## TEXT SEGMENT
══════
COBs vs Rigid LED strips vs QB

muleface

Well-Known Member
I have spent the better part of the last week building out lighting fixtures. 6 in total.

Here is my current setup:

4 - COB fixtures
1 - Rigid LED strip
1 - QB

As i was building the out, i noticed 1 thing. COBs are a LOT more work and seem to cost more.

One of my lights is a VERO 29 COB fixture. I paid 25 per cob, plus 25 per heat sink, then maybe 10 dollars for a cob holder, wire adapter and reflector holder. So that puts me about $60, i'm sure there were shipping costs, but most of my things have shipping costs, so lets ignore that for now.

I have 8 cobs on that fixture, so that puts me at $480 for the fixture. Say i run it at 480 watts, thats $1 a watt. Really not bad in the grand scheme of things.

My QB light on the other hand cost me $75 per board, plus 15 per heat sink, I am only running 3 boards, but i should be running 4. so i am going to make this a 4 board light for this example. The total on this gets me to 75+15 x 4 = $360, assuming Im running this at 480 watts, it puts me at 75 cents a watt. These are also a ton less work to build out. No thermal paste, less drilling, less wiring, etc.

My Bridgelux rigid strip light contain 10 - 48 inch strips, they cost about $15 each. They do not require a heat sink but do require a hell of a lot more metal to make the fixture, in my case i have about 46 feet of 1 inch aluminum L bars. so maybe $60 worth, my other lights require about half that, so lets say $30 to even things out. That puts this light at $180 dollars so 37.5 cents a watt. This light was also quite a bit of work, about on par with the Vero light.
══════
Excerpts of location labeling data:
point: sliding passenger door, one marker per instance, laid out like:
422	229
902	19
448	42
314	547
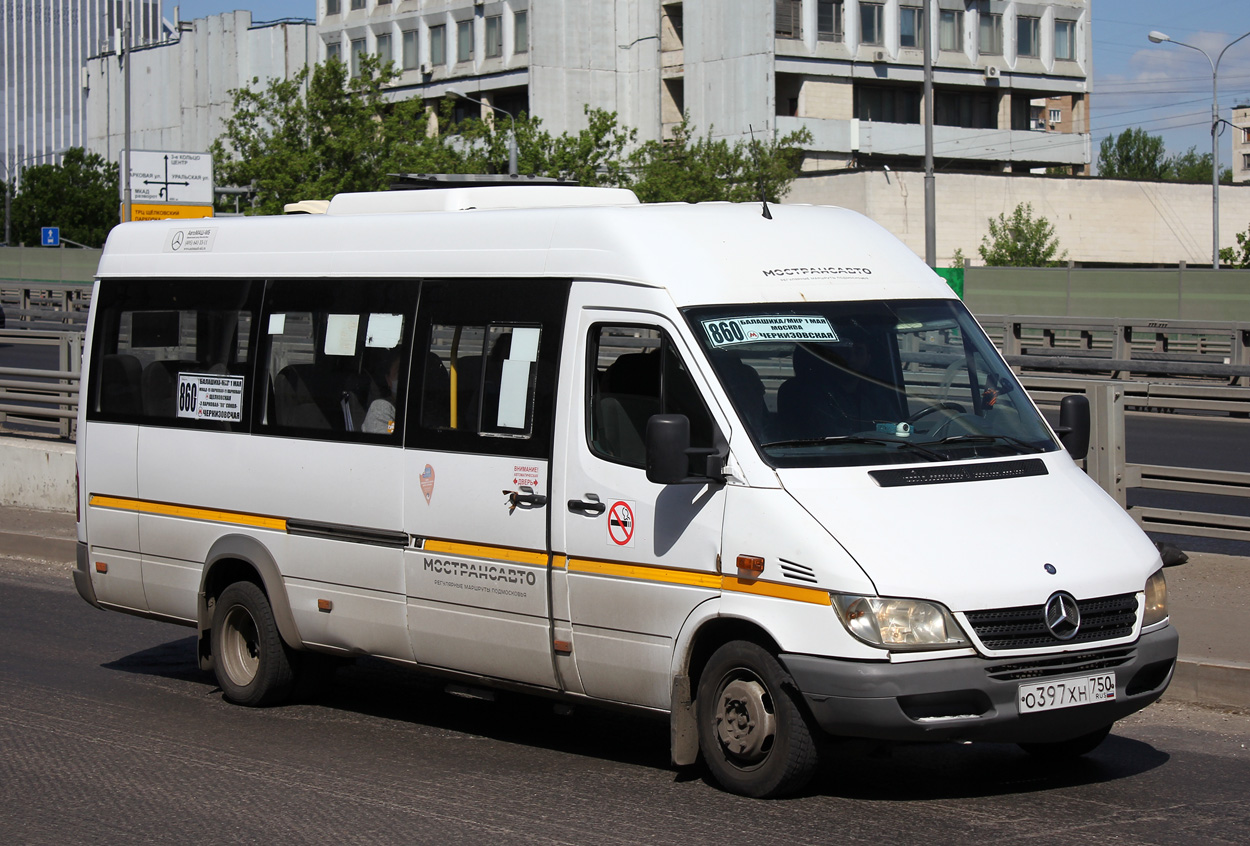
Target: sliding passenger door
476	470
══════
## PARTS OF THE EXERCISE
1 > Rewrite the lighting fixture post starting at "Here is my current" and ending at "to cost more.", replacing "current setup" with "present setup".
2 > Answer these questions from the lighting fixture post.
(a) How much did each COB cost for the VERO 29 fixture?
(b) How many QB boards is the poster currently running?
(c) How many 48 inch strips does the Bridgelux rigid strip light contain?

## WORKED SOLUTIONS
1 >
Here is my present setup:

4 - COB fixtures
1 - Rigid LED strip
1 - QB

As i was building the out, i noticed 1 thing. COBs are a LOT more work and seem to cost more.

2 >
(a) $25 per COB.
(b) 3 boards.
(c) 10 strips.